Contents

  1. Packages
  2. Running an R Script
  3. Parallelization

Packages

Located in /home/data/NDClab/tools/containers is the lab’s current default singularity image for R; it contains all environment variables and packages required to run an R script.

You can access the recipe file named R.recipe. Log in, then download this file and open it in a text editor on your local machine.

Near the bottom is a line instructing R to install a number of packages:

R --no-echo -e 'install.packages(c("Rcpp", "DEoptim", "ggplot2", "data.table", "dplyr", "tidyr", "knitr", "readxl"))'

If your script requires a package that is not listed here, a new container will need to be created.

Dataset excerpt:

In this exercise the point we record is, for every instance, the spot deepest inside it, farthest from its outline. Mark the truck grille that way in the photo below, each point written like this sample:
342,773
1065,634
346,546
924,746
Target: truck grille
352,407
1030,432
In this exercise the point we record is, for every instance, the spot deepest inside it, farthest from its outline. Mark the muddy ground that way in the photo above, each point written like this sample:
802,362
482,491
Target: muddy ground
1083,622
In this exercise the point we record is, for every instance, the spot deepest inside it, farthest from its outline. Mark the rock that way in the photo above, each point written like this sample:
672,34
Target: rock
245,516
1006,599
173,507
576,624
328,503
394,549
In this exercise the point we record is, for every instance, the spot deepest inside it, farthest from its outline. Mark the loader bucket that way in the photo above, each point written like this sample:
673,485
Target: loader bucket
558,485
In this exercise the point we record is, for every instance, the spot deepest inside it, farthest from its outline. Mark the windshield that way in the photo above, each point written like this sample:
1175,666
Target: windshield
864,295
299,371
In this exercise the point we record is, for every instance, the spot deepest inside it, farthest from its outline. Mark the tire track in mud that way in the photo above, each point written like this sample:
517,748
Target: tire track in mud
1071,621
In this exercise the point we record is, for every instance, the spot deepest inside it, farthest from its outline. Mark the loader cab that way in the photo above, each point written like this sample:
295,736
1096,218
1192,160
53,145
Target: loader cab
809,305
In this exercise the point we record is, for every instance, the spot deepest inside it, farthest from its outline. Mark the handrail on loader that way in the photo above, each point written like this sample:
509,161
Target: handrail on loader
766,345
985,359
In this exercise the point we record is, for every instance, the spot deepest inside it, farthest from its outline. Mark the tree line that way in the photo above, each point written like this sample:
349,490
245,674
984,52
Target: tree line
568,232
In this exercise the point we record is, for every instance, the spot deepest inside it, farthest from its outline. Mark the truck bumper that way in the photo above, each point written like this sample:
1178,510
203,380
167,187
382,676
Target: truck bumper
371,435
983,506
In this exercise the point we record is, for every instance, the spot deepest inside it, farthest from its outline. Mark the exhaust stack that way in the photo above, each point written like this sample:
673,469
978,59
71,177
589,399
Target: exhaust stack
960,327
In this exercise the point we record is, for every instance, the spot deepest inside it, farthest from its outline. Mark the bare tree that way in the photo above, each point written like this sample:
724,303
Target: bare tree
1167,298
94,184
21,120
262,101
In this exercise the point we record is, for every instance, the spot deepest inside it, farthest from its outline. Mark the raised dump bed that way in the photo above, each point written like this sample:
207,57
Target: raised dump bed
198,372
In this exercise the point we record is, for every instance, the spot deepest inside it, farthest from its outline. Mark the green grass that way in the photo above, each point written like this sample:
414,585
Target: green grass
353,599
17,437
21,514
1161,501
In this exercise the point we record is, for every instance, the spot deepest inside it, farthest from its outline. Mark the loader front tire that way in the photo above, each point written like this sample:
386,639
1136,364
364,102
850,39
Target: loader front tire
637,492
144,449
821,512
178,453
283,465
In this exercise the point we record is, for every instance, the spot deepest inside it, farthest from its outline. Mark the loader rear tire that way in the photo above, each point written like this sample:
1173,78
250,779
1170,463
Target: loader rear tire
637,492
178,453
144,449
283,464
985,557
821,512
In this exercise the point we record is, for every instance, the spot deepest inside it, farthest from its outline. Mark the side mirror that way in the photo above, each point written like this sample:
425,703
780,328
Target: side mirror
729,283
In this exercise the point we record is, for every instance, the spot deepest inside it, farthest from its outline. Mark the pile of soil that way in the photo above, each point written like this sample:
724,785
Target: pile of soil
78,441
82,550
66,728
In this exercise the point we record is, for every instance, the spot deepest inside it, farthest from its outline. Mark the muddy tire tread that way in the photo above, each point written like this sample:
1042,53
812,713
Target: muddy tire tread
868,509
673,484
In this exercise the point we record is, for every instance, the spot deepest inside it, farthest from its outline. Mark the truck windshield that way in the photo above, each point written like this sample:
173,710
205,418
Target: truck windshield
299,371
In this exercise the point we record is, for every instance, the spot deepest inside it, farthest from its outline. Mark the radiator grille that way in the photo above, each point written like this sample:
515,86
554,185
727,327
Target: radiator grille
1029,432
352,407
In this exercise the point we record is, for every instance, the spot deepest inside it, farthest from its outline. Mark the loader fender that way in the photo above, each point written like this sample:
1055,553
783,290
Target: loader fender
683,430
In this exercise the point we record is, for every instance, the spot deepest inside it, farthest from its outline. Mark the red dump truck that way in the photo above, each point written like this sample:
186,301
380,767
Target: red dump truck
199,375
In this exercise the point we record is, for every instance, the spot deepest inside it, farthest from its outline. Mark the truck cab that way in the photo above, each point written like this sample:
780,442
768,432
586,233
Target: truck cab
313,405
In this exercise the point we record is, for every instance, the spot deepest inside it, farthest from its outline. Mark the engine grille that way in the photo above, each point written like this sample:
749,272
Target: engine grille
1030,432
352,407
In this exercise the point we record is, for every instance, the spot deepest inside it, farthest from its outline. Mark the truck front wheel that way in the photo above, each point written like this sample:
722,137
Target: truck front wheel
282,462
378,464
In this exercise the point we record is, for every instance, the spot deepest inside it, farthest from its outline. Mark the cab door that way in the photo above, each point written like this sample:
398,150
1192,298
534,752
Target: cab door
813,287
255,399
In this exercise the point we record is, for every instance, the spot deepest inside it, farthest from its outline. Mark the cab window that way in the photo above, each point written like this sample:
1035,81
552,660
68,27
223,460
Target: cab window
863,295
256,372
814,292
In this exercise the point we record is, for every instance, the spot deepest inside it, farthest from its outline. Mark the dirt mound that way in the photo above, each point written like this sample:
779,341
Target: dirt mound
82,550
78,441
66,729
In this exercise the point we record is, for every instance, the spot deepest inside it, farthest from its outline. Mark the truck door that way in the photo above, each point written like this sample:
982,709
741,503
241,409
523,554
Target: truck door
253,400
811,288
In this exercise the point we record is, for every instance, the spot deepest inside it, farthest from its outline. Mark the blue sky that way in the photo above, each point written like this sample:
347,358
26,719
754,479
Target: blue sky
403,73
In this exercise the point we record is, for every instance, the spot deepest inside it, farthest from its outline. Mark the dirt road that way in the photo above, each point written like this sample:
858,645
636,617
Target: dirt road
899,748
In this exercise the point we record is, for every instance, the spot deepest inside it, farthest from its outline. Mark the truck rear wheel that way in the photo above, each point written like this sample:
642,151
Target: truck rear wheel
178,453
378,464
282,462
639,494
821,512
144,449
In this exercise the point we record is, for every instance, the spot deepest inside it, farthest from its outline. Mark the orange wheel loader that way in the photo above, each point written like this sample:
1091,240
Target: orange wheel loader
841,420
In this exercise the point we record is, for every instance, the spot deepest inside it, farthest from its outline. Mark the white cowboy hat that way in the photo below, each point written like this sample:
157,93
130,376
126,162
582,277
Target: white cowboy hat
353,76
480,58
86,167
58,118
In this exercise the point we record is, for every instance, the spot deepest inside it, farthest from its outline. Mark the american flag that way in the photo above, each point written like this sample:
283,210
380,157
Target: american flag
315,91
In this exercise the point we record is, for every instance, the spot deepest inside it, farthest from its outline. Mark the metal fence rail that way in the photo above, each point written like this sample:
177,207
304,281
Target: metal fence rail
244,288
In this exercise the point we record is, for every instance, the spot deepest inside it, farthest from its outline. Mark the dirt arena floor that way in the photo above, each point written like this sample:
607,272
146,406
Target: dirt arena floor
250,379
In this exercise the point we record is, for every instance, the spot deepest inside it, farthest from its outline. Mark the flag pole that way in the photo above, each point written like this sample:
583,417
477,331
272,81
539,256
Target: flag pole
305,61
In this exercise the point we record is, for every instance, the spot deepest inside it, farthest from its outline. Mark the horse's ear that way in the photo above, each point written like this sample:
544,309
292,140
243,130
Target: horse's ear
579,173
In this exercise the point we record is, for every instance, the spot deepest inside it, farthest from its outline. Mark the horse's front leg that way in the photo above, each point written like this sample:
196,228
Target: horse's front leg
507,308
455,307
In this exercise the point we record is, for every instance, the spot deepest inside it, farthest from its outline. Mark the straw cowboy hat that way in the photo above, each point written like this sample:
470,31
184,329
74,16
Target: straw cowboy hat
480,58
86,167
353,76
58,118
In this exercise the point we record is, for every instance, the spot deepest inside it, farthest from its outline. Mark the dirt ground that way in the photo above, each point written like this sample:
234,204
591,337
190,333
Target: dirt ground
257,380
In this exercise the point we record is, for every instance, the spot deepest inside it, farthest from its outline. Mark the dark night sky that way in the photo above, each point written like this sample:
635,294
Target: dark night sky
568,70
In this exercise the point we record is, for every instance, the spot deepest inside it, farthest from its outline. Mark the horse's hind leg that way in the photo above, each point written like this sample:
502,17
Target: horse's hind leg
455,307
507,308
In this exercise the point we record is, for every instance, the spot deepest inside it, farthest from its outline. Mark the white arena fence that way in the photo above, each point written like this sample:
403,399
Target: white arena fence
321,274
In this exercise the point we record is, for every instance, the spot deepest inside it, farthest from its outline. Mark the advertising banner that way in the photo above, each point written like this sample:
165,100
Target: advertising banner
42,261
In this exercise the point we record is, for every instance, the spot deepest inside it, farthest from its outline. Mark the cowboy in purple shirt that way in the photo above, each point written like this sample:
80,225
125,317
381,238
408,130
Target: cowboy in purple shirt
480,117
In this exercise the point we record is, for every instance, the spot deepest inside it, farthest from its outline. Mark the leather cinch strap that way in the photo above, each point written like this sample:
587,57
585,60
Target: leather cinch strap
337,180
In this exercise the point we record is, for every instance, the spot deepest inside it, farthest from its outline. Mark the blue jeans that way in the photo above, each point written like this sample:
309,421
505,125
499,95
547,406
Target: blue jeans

* **WHAT IS BEING ASKED**
Write out the full page on the lab's R container, word for word.

* **ANSWER TO THIS TASK**
Contents

  1. Packages
  2. Running an R Script
  3. Parallelization

Packages

Located in /home/data/NDClab/tools/containers is the lab’s current default singularity image for R; it contains all environment variables and packages required to run an R script.

You can access the recipe file named R.recipe. Log in, then download this file and open it in a text editor on your local machine.

Near the bottom is a line instructing R to install a number of packages:

R --no-echo -e 'install.packages(c("Rcpp", "DEoptim", "ggplot2", "data.table", "dplyr", "tidyr", "knitr", "readxl"))'

If your script requires a package that is not listed here, a new container will need to be created.